Выбранный отрывок:
В самом деле, жизнь, живой опыт жизни ("разумение жизни") - самое непосредственное, логически неразложимое и безусловное, что дано всякому. В нём парадоксальным образом сочетается ощущение основания для всего остального и... несамобытности, беспричинности... и детерминированности, т.е. несвободы. Внутреннее напряжение в этом парадоксе порождает духовный поиск, ведущий либо к духовной катастрофе, либо к духовному созиданию. Но и само ощущение, и само напряжение, и поиск, и созидание, - всё это дело сугубо личное, существенно непередаваемое вовне: это дело опыта, а не рассуждений.
Я надеюсь, ты это понимаешь, а потому и не удивишься, если мне не удастся ответить ни на один из поставленных тобой вопросов, и не столько потому, что "непостижимое непостижимым и остаётся", сколько потому, что в некотором смысле речь идёт о вещах непостижимых лишь в том смысле, что "постигать" здесь, собственно, нечего: как "постигать" то самое непосредственное, что не может быть отчуждено, объективировано от Я, чтобы стать "постигаемым"?
Ты видишь, с каким трудом даются мне слова, особенно, когда пишешь вот так, экспромтом. Я уже погряз в той тине, о которой писал вначале.

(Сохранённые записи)
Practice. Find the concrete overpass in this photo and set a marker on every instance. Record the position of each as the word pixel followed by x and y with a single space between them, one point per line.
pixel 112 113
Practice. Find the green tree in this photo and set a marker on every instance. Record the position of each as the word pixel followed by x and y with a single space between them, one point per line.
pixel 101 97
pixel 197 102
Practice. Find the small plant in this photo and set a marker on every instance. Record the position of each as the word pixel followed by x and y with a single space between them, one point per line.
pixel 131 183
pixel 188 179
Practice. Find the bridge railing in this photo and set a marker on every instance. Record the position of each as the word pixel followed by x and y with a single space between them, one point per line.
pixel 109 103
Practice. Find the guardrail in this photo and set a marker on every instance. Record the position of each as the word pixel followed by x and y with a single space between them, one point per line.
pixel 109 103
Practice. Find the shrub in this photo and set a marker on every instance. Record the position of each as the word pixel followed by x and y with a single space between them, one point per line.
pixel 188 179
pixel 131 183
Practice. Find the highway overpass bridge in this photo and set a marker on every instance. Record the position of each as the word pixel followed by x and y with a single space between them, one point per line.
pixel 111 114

Задания:
1: Что, согласно отрывку о живом опыте жизни, порождает духовный поиск?
2: Напишите продолжение отрывка о живом опыте жизни, начав сразу после его последнего предложения.

Ответы к заданиям:
1: Внутреннее напряжение в парадоксе, который заключён в живом опыте жизни.

2:
Блестящий во всём блаж. Августин всё это выразил проще и, как всегда, блестяще. Его серебряная латынь непереводима в адекватной форме, вызывая в других языках тяжеловесные нанизывания длинных слов:
"Viderim me - viderim Te", - говорил он, что значит "Если бы я видел себя самого, то я видел бы Тебя" (т.е. Бога).
Никакого внешнего знания о Боге получить принципиально невозможно. Бога не ищут и не исследуют, как какой-то камень на дороге. Гёте писал:
"Isis zeigt sich ohne Schleier,
Nur der Mensch - er hat den Star".
("Изида является без покрывала,
Лишь человек - у него бельмо.")
И когда симпатичный юноша, приснопамятный Юрий Гагарин на приёме в Кремле, обращаясь к умудрённому старому священнику, наивно сказал ему: "Вот я летал в космос, а Бога там нигде не увидел", старец ему резонно заметил: "Милый мальчик, тот, кто не увидел Бога на земле, не увидит его и в космосе".
Но это всё пессимистическое предисловие. Надо же попытаться ответить на конкретные моменты твоего письма.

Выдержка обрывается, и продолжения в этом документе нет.